*Objectives*.
- 1) In the column, list each title or role given to Joe Foss after his name.
- 2) According to the column, on what date did Franklin Delano Roosevelt first put forward the "second Bill of Rights" initiative?
- 3) Decide whether each statement agrees with the column, answering yes or no and quoting the words that settle it.
(a) Rep. Marcy Kaptur introduced Sen. Obama at a rally in Toledo.
(b) Roosevelt delivered his State of the Union address in person before Congress.
(c) At the time of the address, Roosevelt was preparing for his third presidential campaign.

What Kind Of Men Were With John McCain In The Hanoi Hilton? Men of Character….

America: Freedom Really Matters

November 2, 2008

My son and I are on ground where one of my heroes — the legendary Joe Foss, U.S. Marine, America’s leading ace in aerial combat, Medal of Honor recipient, mentor and friend — once stood beside me. We’re hunting — exercising our Second Amendment right “to keep and bear Arms.” We will be back home in time to vote in hopes that this right of the people won’t be infringed. But I wonder.
TR Buckskin Tiffany Knife.jpg
Above: President Theodore Roosevelt
By Oliver North
The Washington Times

Last week in Ohio, the Obama campaign suggested that Americans need a “second Bill of Rights.” The idea — not a new one for liberals — came this time from Rep. Marcy Kaptur as she introduced Sen. Obama at a rally in Toledo. Kaptur enthusiastically endorsed the initiative, first proffered by President Franklin Delano Roosevelt Jan. 11, 1944. Obama said nothing to disabuse his enthusiastic followers of the notion. But it was a bad idea when FDR advocated it, and it is now.

President Roosevelt made the proposal in his State of the Union address — delivered over the radio from the White House instead of in person before Congress. He claimed that he had the flu and that his doctors would not permit him “to go up to the Capitol.” The nation was then — as we are today — at war. And FDR, the “indispensable leader,” already was preparing for his fourth presidential campaign.

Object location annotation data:
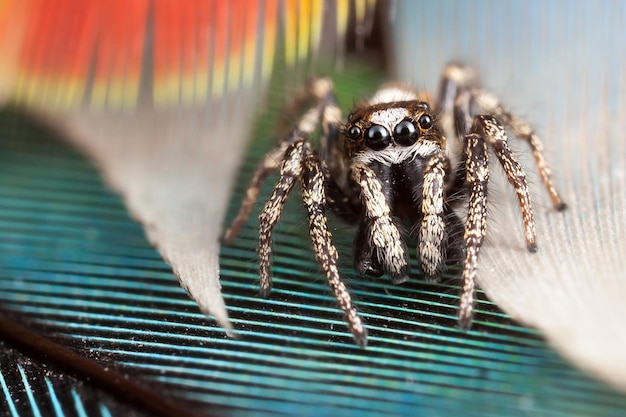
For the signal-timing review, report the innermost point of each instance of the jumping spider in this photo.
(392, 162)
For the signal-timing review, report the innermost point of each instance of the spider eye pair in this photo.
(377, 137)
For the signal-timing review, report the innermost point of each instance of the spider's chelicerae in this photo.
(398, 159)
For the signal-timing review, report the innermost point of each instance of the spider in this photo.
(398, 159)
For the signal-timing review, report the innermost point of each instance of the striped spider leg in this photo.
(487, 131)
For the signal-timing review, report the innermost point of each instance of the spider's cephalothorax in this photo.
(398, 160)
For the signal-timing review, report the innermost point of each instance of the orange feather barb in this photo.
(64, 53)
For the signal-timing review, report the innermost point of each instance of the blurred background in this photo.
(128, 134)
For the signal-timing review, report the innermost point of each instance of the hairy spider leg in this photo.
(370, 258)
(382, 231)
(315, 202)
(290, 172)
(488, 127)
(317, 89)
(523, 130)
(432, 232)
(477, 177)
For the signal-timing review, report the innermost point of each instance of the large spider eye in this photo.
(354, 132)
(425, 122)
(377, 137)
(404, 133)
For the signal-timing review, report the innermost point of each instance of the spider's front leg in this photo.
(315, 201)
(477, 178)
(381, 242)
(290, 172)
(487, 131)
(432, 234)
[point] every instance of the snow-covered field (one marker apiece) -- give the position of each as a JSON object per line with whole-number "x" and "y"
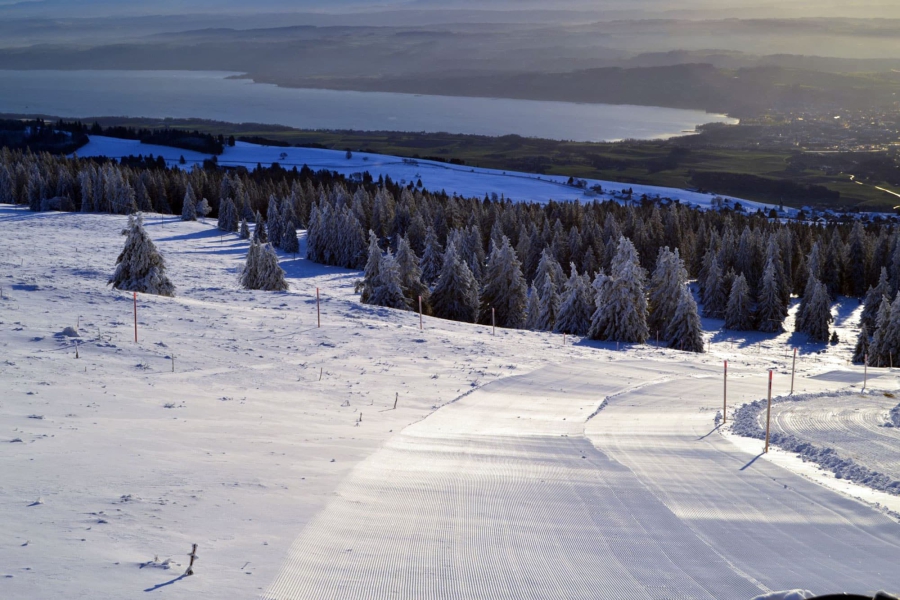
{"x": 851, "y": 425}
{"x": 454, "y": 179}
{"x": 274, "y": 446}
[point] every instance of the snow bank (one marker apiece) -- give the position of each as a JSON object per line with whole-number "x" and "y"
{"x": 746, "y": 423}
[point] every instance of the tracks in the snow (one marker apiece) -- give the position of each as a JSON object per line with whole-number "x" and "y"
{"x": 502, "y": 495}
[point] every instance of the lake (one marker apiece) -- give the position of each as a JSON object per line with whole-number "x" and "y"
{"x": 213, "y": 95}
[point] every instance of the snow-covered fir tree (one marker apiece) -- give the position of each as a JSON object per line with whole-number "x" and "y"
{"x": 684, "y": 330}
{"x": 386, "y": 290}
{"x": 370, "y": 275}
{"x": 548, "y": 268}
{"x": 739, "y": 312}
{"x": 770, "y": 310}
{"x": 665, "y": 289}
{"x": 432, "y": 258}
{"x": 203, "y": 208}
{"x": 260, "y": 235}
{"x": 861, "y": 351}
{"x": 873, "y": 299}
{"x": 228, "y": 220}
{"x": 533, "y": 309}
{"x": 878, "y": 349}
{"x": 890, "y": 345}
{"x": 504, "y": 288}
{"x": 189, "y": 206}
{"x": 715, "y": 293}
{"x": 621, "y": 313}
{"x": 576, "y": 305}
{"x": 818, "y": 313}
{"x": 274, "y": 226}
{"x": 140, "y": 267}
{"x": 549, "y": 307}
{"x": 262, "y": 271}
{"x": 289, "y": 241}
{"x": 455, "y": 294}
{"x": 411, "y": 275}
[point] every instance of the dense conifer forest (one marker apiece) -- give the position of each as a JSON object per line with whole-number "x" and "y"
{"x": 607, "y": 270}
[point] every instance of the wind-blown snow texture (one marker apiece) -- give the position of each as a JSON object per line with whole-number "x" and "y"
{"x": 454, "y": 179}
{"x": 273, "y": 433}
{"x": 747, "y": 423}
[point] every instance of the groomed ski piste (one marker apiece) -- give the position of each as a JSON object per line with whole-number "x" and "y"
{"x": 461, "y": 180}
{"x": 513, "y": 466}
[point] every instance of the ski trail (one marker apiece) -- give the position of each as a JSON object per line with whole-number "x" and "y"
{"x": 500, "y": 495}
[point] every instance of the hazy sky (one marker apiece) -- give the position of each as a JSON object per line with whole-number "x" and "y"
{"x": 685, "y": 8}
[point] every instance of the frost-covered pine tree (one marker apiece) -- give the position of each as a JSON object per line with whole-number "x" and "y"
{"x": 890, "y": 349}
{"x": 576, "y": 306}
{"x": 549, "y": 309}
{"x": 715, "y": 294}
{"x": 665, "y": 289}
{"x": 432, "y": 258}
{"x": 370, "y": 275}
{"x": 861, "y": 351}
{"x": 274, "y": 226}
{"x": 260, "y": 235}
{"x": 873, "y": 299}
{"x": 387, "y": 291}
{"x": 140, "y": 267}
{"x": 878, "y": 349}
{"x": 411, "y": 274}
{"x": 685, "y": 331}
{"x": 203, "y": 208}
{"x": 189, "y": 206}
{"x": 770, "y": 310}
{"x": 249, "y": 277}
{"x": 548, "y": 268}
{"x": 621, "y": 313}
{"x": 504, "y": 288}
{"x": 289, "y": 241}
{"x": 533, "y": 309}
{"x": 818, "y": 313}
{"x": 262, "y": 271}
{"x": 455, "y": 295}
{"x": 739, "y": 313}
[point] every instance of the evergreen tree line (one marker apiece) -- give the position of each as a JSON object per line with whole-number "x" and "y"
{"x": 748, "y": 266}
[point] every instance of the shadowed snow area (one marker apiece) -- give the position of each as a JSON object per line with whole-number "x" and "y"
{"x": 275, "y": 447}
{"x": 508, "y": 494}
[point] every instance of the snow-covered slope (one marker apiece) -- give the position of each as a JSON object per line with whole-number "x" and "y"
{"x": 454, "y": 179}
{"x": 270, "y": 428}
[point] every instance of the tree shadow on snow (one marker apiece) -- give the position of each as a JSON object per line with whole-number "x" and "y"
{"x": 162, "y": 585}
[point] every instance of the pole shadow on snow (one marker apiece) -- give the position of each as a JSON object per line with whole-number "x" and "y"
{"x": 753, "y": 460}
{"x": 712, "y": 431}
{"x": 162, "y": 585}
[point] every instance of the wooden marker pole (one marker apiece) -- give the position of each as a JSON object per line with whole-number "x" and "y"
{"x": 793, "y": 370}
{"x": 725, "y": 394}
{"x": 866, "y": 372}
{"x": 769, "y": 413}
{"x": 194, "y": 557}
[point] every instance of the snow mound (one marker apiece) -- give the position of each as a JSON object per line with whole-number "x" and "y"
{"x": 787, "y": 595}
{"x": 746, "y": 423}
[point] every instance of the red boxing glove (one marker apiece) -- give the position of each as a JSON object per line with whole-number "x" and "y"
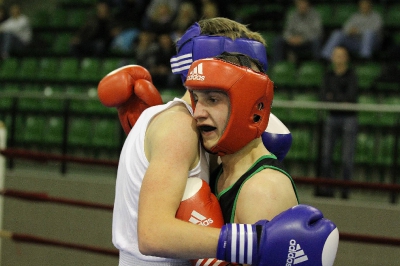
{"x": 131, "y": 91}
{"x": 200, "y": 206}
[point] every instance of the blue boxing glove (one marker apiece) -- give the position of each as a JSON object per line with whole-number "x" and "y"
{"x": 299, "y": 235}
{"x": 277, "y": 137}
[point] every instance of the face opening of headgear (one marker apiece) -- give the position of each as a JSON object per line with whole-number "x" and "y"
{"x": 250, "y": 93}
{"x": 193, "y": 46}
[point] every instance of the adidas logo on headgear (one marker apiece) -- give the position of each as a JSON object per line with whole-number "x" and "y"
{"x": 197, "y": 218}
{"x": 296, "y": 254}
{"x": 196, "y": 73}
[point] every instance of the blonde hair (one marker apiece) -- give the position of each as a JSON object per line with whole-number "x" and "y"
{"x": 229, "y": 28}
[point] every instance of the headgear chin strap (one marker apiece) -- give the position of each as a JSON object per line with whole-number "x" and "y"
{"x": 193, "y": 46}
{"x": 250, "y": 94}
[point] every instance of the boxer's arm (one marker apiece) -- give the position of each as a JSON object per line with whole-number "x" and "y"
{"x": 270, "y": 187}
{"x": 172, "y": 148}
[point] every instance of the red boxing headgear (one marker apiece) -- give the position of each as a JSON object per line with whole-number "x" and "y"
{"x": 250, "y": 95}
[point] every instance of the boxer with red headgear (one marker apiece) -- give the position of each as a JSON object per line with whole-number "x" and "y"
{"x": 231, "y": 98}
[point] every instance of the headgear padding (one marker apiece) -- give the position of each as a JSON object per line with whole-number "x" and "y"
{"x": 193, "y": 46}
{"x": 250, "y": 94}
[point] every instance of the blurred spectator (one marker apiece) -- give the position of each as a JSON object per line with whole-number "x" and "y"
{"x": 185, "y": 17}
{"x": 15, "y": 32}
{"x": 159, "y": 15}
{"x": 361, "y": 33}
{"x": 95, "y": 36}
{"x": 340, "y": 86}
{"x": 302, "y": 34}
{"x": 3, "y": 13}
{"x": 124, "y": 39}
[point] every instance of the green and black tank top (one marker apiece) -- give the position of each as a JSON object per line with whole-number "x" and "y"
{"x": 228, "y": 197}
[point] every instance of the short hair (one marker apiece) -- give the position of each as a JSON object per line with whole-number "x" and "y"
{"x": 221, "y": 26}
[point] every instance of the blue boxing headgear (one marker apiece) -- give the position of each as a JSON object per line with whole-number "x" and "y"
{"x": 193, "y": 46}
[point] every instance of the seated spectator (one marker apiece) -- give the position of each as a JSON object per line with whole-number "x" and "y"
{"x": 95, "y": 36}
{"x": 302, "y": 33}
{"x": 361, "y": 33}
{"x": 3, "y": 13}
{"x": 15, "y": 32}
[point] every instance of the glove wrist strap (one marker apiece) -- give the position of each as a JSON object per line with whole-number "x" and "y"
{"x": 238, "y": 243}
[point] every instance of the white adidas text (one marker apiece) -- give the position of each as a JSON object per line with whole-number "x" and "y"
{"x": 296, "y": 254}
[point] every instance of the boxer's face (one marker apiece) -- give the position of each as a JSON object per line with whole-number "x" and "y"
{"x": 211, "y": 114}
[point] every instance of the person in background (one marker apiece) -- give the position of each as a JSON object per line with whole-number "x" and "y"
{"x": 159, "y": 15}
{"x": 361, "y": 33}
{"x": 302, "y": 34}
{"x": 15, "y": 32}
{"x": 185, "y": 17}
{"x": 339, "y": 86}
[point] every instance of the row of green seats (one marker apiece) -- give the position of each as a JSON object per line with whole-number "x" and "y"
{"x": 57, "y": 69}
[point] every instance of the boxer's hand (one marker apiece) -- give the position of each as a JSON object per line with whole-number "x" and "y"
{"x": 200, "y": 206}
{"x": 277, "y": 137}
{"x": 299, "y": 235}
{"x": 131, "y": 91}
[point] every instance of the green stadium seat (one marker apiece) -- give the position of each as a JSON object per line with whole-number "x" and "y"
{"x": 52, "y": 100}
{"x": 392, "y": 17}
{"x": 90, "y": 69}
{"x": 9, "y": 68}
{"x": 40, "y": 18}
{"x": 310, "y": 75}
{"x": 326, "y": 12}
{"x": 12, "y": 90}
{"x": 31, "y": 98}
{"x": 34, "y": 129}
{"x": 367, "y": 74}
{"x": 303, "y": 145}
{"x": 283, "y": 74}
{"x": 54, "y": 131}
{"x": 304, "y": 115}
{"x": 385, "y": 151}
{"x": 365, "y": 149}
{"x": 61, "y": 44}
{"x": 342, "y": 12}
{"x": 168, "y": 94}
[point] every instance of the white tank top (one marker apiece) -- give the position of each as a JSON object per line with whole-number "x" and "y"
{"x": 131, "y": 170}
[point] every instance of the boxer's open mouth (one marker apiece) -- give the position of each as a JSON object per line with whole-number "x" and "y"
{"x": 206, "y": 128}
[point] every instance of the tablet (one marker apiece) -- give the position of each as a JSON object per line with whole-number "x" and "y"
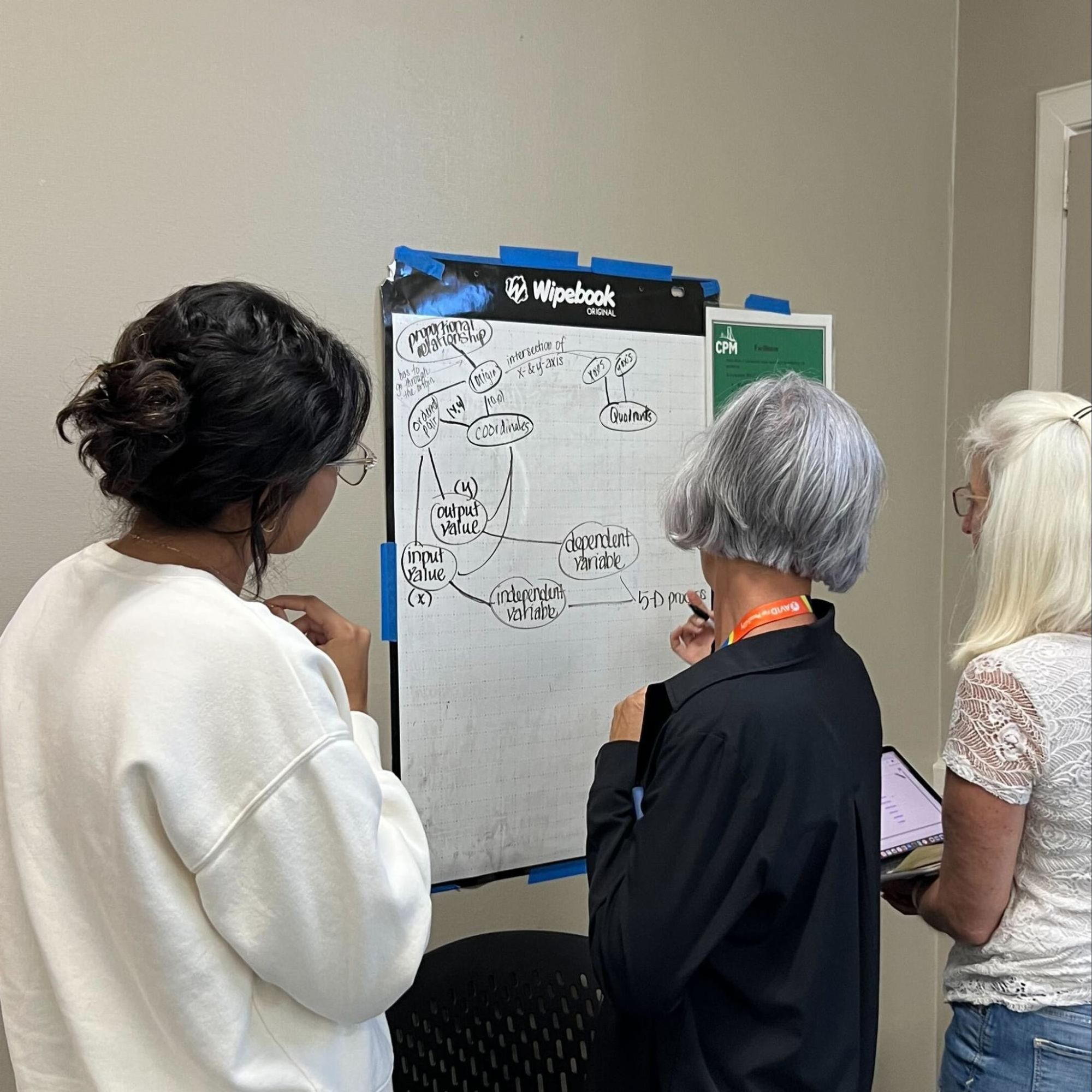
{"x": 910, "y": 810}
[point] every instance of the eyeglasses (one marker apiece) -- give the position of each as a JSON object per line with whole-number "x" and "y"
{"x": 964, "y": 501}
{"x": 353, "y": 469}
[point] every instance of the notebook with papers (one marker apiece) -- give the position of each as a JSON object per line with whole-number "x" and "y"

*Written responses*.
- 1) U.S. Marine; America's leading ace in aerial combat; Medal of Honor recipient; mentor; friend

- 2) Jan. 11, 1944

- 3)
(a) Yes: "as she introduced Sen. Obama at a rally in Toledo"
(b) No: "delivered over the radio from the White House instead of in person before Congress"
(c) No: "already was preparing for his fourth presidential campaign"